The request –
Copy the lines below verbatim, starting at the line that contains "out the man" and ending with the final line of the entries.

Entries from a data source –
######

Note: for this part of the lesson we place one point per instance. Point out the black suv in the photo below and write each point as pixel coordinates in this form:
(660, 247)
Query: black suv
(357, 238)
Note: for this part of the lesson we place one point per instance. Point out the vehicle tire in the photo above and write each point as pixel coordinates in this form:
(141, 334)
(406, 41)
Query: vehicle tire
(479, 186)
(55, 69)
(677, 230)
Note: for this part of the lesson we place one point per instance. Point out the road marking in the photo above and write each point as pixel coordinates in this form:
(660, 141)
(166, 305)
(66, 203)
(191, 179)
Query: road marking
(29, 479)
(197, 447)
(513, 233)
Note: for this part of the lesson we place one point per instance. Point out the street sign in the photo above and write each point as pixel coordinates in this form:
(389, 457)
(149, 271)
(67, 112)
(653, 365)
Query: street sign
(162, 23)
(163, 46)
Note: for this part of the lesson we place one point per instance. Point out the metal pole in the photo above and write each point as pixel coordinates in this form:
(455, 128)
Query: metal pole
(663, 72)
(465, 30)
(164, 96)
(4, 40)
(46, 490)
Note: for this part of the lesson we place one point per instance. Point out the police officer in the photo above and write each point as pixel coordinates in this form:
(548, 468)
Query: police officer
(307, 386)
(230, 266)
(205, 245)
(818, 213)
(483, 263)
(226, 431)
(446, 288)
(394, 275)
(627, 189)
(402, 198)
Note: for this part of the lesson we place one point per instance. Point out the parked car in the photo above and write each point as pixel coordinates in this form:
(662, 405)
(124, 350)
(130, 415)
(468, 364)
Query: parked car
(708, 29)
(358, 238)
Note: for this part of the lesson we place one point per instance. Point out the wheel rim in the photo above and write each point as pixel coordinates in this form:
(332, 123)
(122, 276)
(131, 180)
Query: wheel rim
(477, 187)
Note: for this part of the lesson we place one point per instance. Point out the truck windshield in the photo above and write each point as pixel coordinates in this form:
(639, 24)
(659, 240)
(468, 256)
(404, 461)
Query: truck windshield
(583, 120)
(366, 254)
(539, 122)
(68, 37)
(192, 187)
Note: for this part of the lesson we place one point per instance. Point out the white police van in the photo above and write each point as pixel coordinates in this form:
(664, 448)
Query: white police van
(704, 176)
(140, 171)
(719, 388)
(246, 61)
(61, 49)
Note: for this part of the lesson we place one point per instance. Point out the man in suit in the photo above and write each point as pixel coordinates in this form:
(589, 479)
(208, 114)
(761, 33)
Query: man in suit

######

Result of this exercise –
Note: for this part of the lesson we place one point per instance. Point out the man in suit in the photo above and write each point as pixel coordinates in this form:
(589, 479)
(208, 114)
(761, 33)
Query: man in suit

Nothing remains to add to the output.